Grasping the Wind
“Let us eat and drink for tomorrow we die!” (Isaiah 22:13). This is a common sentiment among us, though we may verbalize it in more subtle ways.
“Live for the moment.”
“Life is a collection of experiences.”
“The joy is in the journey.”
There is a residue of truth in these sayings which is appealing. We want our moments to matter. Of course we do, but the draw of the world to do what we feel in every moment is a message that is more convenient than it is true. The writer of Ecclesiastes, who is perhaps the original killjoy, sucks all the sunshine out of the room when he tells us that this kind of living is vanity and striving after the wind. Have you ever striven after the wind? Consider the futility of flapping about in an attempt to clap your grip on something that is all force and no substance, something you can feel on your skin but can’t see with your eyes, something you can hear rushing past but won’t see coming. One begins to conjure up memories of Wile E. Coyote attempting, for the millionth time, to grasp the Roadrunner—we all knew that would never happen, but during his ill-conceived endeavors he would definitely get another anvil dropped on his head. I realize I am dating myself with this illustration, but if you don’t understand the reference it is only because you had a sad Loony Tune deficient childhood. I’m sorry to be the one to break it to you, but someone had to do it eventually (Don’t worry, it’s nothing YouTube can’t solve).
The point is that we don’t want to be like Wile E. with ever more extravagant plans to strive after wind. If the problem of good and evil confounds you and the circumstances of your life or world events leave you without a point of reference, read through Ecclesiastes yourself—just make sure you read all the way to the end. If you don’t stick with Señor Sunshine to the very last verse, where he gives us the decryption key to unlock our understanding of seemingly senseless activity, you may miss the point entirely.

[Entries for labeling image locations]
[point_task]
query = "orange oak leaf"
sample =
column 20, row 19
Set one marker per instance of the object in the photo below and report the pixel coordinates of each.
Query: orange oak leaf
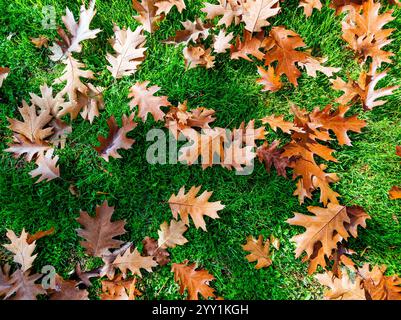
column 148, row 16
column 119, row 289
column 269, row 79
column 283, row 50
column 250, row 45
column 172, row 235
column 134, row 262
column 117, row 137
column 194, row 281
column 33, row 126
column 364, row 89
column 364, row 32
column 230, row 10
column 23, row 286
column 40, row 234
column 130, row 51
column 99, row 232
column 258, row 251
column 47, row 167
column 309, row 5
column 189, row 205
column 256, row 13
column 271, row 155
column 342, row 288
column 164, row 6
column 326, row 228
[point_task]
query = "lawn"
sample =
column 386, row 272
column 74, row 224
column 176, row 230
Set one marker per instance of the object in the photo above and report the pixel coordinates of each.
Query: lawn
column 259, row 203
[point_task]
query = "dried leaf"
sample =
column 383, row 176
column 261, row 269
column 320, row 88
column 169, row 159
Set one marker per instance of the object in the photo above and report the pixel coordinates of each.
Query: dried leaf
column 172, row 235
column 146, row 101
column 269, row 79
column 21, row 249
column 134, row 262
column 130, row 51
column 99, row 232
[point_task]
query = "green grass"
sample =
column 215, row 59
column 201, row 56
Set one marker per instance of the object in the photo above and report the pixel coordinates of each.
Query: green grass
column 255, row 204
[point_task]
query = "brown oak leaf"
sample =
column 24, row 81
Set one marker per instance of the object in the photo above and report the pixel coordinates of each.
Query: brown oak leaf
column 259, row 251
column 117, row 137
column 152, row 249
column 172, row 235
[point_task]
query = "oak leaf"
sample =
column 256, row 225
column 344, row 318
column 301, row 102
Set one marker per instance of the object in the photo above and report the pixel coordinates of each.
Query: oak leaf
column 60, row 132
column 180, row 118
column 250, row 45
column 378, row 286
column 148, row 16
column 67, row 290
column 283, row 50
column 41, row 41
column 198, row 56
column 189, row 205
column 172, row 235
column 38, row 235
column 23, row 286
column 164, row 6
column 33, row 125
column 130, row 51
column 341, row 288
column 117, row 137
column 193, row 31
column 336, row 122
column 194, row 281
column 99, row 232
column 152, row 249
column 271, row 155
column 256, row 13
column 325, row 229
column 72, row 75
column 3, row 74
column 221, row 41
column 146, row 101
column 259, row 251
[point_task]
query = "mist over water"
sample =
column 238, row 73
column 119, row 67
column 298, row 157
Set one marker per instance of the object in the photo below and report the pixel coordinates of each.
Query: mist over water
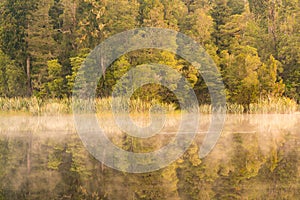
column 256, row 157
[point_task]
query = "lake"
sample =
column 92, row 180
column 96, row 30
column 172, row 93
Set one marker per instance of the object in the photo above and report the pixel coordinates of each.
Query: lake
column 256, row 157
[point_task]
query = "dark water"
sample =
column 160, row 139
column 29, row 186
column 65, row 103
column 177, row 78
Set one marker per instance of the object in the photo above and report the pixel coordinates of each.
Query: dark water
column 257, row 157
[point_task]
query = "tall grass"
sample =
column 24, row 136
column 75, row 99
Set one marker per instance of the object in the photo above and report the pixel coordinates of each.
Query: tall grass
column 37, row 106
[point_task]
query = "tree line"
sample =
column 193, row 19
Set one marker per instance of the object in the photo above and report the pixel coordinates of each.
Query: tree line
column 255, row 44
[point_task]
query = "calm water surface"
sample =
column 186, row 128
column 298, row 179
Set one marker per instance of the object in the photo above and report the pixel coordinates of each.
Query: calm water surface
column 256, row 157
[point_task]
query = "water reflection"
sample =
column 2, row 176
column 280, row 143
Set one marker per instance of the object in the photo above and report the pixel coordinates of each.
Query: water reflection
column 257, row 157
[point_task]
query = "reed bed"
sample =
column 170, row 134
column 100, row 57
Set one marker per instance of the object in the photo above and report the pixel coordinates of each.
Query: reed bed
column 36, row 106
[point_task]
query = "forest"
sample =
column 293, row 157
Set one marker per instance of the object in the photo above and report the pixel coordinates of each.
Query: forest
column 254, row 43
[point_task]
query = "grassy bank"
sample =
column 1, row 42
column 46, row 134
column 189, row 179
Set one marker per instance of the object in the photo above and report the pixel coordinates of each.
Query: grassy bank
column 37, row 106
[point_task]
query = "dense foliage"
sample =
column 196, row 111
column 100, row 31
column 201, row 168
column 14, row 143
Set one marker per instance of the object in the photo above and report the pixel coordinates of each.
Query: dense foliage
column 254, row 43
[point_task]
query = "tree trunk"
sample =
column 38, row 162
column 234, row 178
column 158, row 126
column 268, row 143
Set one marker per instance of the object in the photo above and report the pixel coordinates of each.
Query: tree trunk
column 29, row 91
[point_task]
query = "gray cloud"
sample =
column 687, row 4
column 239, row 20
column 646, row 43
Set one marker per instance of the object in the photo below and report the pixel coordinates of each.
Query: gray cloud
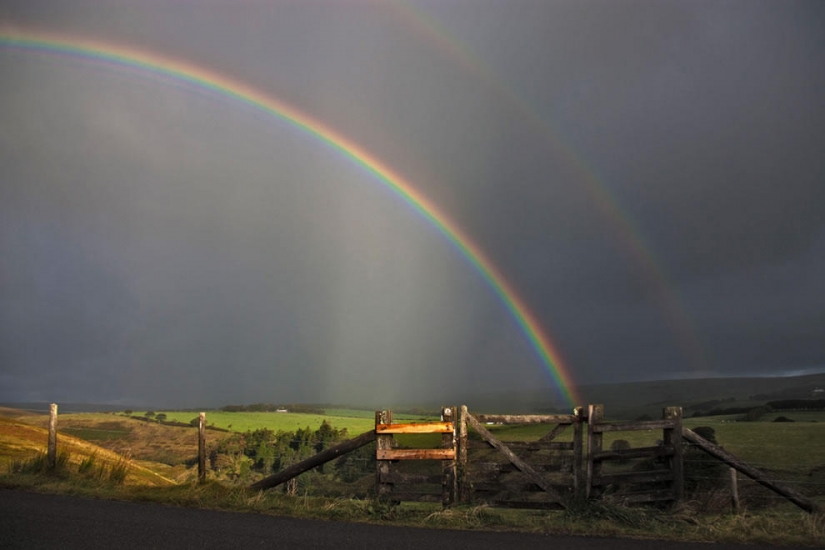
column 647, row 176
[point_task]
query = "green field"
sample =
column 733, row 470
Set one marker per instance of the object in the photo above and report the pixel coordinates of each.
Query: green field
column 355, row 421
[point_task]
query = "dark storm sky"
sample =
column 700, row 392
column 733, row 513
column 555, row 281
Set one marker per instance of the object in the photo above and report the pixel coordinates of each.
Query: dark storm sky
column 648, row 176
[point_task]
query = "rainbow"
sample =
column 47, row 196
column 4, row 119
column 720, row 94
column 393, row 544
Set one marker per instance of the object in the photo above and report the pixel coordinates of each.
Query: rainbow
column 226, row 87
column 631, row 241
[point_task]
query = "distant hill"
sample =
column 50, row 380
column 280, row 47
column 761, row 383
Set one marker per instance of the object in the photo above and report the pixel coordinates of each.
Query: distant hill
column 43, row 407
column 629, row 400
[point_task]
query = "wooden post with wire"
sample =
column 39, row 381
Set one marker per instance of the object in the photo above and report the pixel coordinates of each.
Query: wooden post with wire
column 202, row 447
column 383, row 443
column 51, row 456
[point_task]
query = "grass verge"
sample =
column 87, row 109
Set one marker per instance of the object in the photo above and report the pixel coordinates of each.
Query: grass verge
column 781, row 526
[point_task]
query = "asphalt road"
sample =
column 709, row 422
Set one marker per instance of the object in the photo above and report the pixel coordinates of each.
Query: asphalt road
column 30, row 520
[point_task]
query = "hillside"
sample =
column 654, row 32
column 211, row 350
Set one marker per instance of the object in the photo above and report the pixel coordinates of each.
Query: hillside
column 21, row 441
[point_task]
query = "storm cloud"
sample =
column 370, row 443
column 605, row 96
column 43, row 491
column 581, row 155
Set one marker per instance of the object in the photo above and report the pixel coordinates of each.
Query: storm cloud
column 647, row 176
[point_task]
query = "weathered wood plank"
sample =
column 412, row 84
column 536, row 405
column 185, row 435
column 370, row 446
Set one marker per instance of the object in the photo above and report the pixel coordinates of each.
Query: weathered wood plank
column 578, row 453
column 525, row 418
column 638, row 452
column 638, row 498
column 314, row 461
column 528, row 505
column 729, row 459
column 415, row 497
column 634, row 426
column 462, row 486
column 540, row 446
column 51, row 452
column 382, row 442
column 398, row 478
column 652, row 476
column 520, row 464
column 202, row 447
column 415, row 428
column 595, row 415
column 672, row 438
column 448, row 487
column 415, row 454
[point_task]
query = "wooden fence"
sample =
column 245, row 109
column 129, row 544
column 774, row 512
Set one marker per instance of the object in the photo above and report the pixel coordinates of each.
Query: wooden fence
column 544, row 473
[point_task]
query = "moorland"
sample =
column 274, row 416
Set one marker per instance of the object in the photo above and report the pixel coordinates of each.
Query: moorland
column 151, row 455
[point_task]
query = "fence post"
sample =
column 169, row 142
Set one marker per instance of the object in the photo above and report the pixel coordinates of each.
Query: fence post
column 578, row 455
column 202, row 447
column 448, row 469
column 51, row 456
column 734, row 490
column 463, row 487
column 595, row 415
column 382, row 467
column 673, row 437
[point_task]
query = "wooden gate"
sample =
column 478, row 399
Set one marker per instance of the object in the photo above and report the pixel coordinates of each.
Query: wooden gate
column 393, row 483
column 543, row 473
column 642, row 474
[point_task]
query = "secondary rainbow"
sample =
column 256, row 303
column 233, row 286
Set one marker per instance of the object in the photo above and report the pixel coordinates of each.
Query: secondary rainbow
column 222, row 85
column 630, row 238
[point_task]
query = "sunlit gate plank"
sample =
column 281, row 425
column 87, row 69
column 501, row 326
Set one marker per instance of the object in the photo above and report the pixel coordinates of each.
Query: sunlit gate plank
column 385, row 455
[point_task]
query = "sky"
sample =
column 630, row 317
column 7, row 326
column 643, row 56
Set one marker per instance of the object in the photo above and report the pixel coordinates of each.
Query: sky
column 641, row 184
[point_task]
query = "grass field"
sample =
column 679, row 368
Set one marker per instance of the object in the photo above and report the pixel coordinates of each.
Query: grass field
column 355, row 421
column 788, row 451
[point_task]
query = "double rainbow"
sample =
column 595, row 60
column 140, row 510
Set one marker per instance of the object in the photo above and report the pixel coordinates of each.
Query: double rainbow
column 224, row 86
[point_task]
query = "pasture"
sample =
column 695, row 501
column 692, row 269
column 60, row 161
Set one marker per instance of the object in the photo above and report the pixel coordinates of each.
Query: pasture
column 354, row 421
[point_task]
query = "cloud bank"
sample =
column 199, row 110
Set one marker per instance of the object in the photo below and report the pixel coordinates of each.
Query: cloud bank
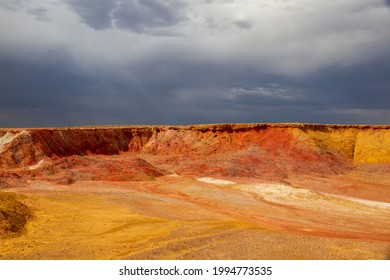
column 179, row 62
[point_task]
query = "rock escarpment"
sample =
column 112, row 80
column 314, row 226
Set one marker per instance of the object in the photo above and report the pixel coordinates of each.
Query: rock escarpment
column 233, row 150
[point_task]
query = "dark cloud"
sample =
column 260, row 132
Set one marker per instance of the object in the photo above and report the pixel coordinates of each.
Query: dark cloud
column 97, row 14
column 138, row 16
column 52, row 74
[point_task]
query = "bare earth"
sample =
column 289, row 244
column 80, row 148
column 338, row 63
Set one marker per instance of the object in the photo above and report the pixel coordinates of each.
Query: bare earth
column 199, row 194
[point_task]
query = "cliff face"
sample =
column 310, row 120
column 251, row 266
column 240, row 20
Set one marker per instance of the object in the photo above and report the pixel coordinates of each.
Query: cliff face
column 230, row 150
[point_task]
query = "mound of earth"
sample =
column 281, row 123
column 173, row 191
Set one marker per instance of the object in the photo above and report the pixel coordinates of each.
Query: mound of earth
column 197, row 192
column 13, row 215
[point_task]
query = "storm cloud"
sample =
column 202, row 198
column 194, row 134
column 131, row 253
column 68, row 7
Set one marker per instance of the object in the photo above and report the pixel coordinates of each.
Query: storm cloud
column 179, row 62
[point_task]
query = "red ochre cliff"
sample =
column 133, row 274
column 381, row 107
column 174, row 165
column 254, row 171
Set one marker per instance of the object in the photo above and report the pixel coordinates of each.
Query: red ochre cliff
column 237, row 150
column 315, row 191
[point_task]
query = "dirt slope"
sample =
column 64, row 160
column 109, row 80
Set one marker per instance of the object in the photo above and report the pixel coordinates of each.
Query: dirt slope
column 190, row 191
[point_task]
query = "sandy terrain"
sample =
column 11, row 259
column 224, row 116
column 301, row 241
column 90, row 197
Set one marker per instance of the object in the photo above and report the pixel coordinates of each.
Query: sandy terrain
column 204, row 193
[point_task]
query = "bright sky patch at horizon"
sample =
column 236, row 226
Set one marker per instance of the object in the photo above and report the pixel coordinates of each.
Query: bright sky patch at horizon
column 101, row 62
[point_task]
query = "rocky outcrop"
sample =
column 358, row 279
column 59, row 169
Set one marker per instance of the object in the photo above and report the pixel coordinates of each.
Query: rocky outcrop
column 228, row 149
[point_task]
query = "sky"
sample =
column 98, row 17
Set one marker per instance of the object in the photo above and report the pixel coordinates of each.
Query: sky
column 118, row 62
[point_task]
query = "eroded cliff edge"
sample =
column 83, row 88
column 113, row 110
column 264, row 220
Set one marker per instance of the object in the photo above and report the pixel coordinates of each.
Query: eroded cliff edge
column 234, row 150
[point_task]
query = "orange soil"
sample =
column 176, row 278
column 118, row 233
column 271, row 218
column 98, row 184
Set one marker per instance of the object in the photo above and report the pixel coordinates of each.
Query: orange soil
column 290, row 191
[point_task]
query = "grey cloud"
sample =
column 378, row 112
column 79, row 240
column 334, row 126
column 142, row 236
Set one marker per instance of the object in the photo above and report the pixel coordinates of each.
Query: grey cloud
column 13, row 5
column 97, row 14
column 138, row 16
column 141, row 16
column 243, row 24
column 39, row 13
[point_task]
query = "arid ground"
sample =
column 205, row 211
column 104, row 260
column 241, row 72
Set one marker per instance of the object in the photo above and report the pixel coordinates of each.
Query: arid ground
column 232, row 191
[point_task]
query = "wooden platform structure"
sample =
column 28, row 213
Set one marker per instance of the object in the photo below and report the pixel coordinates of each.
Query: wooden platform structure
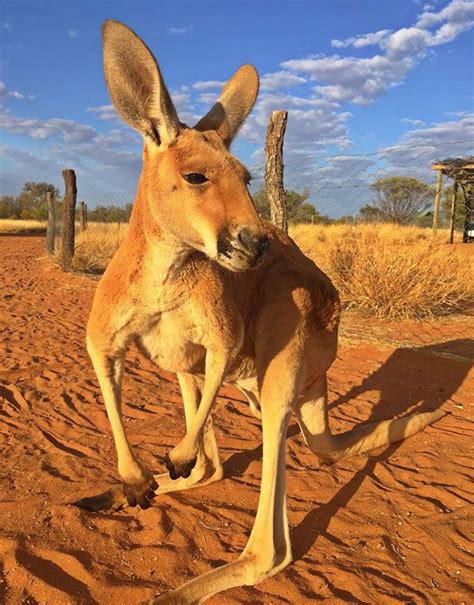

> Required work:
1. How would you render this sentence from the essay on Ecclesiastes in Spanish: "We want our moments to matter."
2. Which sayings does the essay on Ecclesiastes list as subtler ways of voicing the sentiment from Isaiah 22:13?
3. Can you carry on the essay on Ecclesiastes from its final sentence?

> Exercise answers:
1. Queremos que nuestros momentos importen.

2.
- "Live for the moment."
- "Life is a collection of experiences."
- "The joy is in the journey."

3.
The conclusion, when all has been heard, is: fear God and keep His commandments, because this applies to every person. For God will bring every act to judgment, everything which is hidden, whether it is good or evil.—Ecclesiastes 12:13-14
Two Kinds of People
This book of wisdom reminds us that there are two categories of people in the world: those who fear God and those who don’t. Those who don’t fear God are attempting to fill their ravenous stomachs with a gluttonous diet of plastic fruit from the decorative fruit bowl and they cannot fathom why they are starving. They eat and eat, frantically trying to satiate their hunger for enjoyment and meaning, and are never full because there is nothing of substance there to feed them.
Those who fear God rightly and love His commands are able to see the world honestly and their purpose more clearly. Those two short verses give us enough information to understand a great deal about the world we live in: there is a God, He has given us commands to follow, His commands apply to all men, God is a judge, He will judge the public and private actions of all men based on His commands. When you look at the world and the actions of men with this understanding, things start to look a little different don’t they? We begin to eye the world’s fraudulent fruit with some suspicion and sniff the air for the aroma of something more filling.
A Promise of Hope
The Proverbs tell us,
Let not your heart envy sinners,
but continue in the fear of the Lord all the day.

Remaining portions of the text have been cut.